Sunday, April 15, 2012

Europa Universalis 3

My posts here have definitely fallen off the last four months. Part of that has been work at Bloodhound keeping me busy. Things there are going quite well, we're growing as fast as we can and there should be some press releases shortly. However, away from work an almost embarrassing amount of my free time since Thanksgiving has been devoted to playing Europa Universalis 3, specifically the latest expansion, Divine Wind. I can't remember the last time I was this into a game and I can't recommend it highly enough unless you'd like to save a few hundred hours of time.

I have been a fan of both strategy games and alternate history for a very long time, and EU3 is an excellent merger of the two. In many ways it is similar to the Civilization series, but is restricted to occur between the years 1399 and 1820. Due to this it can afford to have more special, specific rules and still not diverge too wildly from reality. For example, it has hard coded rules for Papal politics, the Holy Roman Empire, Scottish resistance to England, the Reformation, etc. You wouldn't be able to write something like that into a game of Civilization, where when a game starts at 4000 BCE the historical divergences would be so great that to include rules written specifically for things that occurred over the last few hundred years would leave me tearing my hair out. Admittedly, I'd love to have a system smart enough that it could automatically generate gameplay options for divergent political/religious/cultural systems, but that is a ways beyond current game design and artificial intelligence. As it is, having these specific rules written in for the setting adds a great feeling of immersion and connection to history.

Perhaps a more significant difference that distinguishes EU3 from Civ is that it has a far greater amount detail. There is enough micromanagement to keep the perfectionist in me endlessly trying to reshape world history. There are 300 plus playable countries and 1700 plus provinces making up the world. You can pick as a starting date any day over the course of the game, and the starting point is modeled with a fair deal of accuracy to match history, with all the attending countries, governments, diplomacy, wars, cultures, religions, royal marriages, and such that existed at that point in time. I still haven't finished a game yet, despite having spent more than a month on a single game. I know at some point I'll snap out of it and get bored of it, but that hasn't happened yet.

If I had to give it a criticism, aside from a few minor gameplay tweaks, it would be that I would like it to go into even more detail. It does a tremendous amount already, but I wish I could go deeper. I would like to have it do things like model demographics and spit out tables and graphs to compare against the actual historical record. Games like EU3 and Civilization never give you an easy readout of your nation's total population, or try to reduce game units to 'tons of grain' or other more tangible measurements, and I find this frustrating. I assume it is because it would be hard to ensure that the game didn't radically diverge from what would be reasonable and break the suspension of disbelief, but EU3 comes so much closer that I think with a bit more effort it could pull it off.

Maybe just because I read Guns, Germs and Steel at a young age, I would prefer if the game would better model agriculture and disease. In the game, New World societies are handicapped with a low tech level as they were in reality, but I would like to see that handicap modeled in more detail with a lack of domestic animals and weakness to Old World diseases being some of the cause of the handicap. Then you could better model the Columbian Exchange, and see things such as how earlier or later colonization could lead to a different rate of introduction of crops, and see how those spread around the world and affect population levels and trading.

→ **Data for analysis**
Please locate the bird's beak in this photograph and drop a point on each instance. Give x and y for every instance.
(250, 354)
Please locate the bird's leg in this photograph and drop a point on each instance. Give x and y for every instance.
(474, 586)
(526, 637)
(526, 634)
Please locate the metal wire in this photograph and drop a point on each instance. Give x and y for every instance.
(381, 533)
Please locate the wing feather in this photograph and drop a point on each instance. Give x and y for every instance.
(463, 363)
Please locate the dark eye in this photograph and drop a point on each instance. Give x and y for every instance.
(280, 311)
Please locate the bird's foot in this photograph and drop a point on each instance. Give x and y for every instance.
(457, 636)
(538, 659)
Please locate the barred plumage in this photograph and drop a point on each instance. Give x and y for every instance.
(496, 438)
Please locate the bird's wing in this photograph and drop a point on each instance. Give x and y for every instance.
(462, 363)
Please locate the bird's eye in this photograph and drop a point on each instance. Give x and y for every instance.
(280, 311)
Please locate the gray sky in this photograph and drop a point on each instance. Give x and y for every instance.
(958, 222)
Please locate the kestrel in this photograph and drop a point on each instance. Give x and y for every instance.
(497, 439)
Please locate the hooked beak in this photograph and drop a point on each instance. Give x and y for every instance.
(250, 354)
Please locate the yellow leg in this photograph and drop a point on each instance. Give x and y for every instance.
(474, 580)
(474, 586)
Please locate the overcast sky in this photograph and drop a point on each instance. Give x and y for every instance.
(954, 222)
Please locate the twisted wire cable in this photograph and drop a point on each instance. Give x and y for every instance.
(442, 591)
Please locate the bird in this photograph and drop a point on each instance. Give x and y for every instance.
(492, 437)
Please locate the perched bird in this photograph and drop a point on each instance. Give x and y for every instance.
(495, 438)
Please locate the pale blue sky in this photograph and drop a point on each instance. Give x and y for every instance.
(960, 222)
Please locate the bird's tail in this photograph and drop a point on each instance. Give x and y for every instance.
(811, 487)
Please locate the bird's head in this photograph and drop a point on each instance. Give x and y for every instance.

→ **Task objective**
Copy the blog post about Europa Universalis 3 from "Perhaps a more" up to and including "hasn't happened yet.", and replace "perfectionist" with "completionist". You can ignore the items.

→ **Expected output**
Perhaps a more significant difference that distinguishes EU3 from Civ is that it has a far greater amount detail. There is enough micromanagement to keep the completionist in me endlessly trying to reshape world history. There are 300 plus playable countries and 1700 plus provinces making up the world. You can pick as a starting date any day over the course of the game, and the starting point is modeled with a fair deal of accuracy to match history, with all the attending countries, governments, diplomacy, wars, cultures, religions, royal marriages, and such that existed at that point in time. I still haven't finished a game yet, despite having spent more than a month on a single game. I know at some point I'll snap out of it and get bored of it, but that hasn't happened yet.